Ausgewählter Auszug =
---+---

Die Frau ist ca. 50. Sie ist wahrscheinlich keine Computer-Benützerin. Sie stellt sich wohl vor, dass im Inneren des Automaten ein kleiner Mensch sitzt, der an der "Busy"-Anzeige kurbelt und nicht weiter tut.
Irgendwann startet sie ganz von vorne und das Spiel wiederholt sich. Ich bin mittlerweile begeistert wie robust der Touch-Bildschirm ist. Nach drei Minuten hat sie es geschafft.
Ich brauche zwar nur das einfache Ticket, aber das kommt problemlos nach 17 Sekunden heraus. (Ich stoppe extra, weil es mich einfach interessiert.)
Technisch gesehen war der Automat tatsächlich langsam, was allerdings nur an der Online-Verbindung zu liegen scheint. Offensichtlich werden bestimmte Inhalte der Verbindungen nachgeladen. Er war aber nicht übermäßig langsam.
Sozial gesehen habe ich mich gefragt, ob ich die Frau aufklären soll. Während ihrer Automatenprügeleien wollte ich nicht dazwischen reden, sonst hätte vielleicht ich eine abgekommen. Nachher habe ich noch kurz überlegt, aber dann Abstand genommen, mich zu bemühen. Sie hätte mich in ihrer Gemütslage höchstens als Besserwisser oder als Vertreter ihres "Feindes" beschimpft.

---+---

Ausgangsdaten =
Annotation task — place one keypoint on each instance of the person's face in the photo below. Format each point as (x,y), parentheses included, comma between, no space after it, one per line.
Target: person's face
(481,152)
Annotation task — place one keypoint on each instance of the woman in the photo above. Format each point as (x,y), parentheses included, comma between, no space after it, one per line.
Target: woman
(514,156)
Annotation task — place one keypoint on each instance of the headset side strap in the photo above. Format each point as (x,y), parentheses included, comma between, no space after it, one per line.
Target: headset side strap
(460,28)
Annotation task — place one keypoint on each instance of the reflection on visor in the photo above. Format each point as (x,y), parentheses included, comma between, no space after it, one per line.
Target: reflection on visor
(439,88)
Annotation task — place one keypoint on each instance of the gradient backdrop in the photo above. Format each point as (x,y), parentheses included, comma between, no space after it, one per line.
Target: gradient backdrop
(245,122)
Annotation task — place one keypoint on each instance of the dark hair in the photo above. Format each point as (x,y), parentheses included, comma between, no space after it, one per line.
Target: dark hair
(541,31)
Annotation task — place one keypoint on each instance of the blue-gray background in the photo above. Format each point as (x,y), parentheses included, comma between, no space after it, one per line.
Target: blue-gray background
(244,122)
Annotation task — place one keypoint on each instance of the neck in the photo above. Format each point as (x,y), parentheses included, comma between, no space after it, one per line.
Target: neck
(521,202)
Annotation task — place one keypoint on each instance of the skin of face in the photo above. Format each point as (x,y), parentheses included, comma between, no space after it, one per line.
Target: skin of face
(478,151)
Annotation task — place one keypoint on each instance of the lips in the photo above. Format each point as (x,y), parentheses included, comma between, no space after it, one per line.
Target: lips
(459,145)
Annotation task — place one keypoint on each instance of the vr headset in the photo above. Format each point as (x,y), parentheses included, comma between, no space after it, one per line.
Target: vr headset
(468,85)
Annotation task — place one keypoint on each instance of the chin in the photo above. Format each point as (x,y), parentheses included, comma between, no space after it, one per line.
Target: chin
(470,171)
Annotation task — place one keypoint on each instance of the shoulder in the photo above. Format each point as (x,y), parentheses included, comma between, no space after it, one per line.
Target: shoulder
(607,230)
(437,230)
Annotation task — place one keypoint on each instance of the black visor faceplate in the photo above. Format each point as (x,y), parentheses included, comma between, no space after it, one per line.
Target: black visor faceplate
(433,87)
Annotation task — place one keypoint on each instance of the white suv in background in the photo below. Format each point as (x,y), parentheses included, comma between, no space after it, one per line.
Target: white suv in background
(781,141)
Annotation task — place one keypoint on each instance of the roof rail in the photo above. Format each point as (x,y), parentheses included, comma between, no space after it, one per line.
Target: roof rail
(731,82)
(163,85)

---+---

Erläutern Sie in ein bis drei Sätzen, worauf der Auszug über den Automaten dessen technische Langsamkeit zurückführt. Das Material stammt aus einer anderen Quelle als der Auszug.

Die Langsamkeit scheint nur an der Online-Verbindung zu liegen, da offensichtlich bestimmte Inhalte der Verbindungen nachgeladen werden. Übermäßig langsam war der Automat dabei jedoch nicht.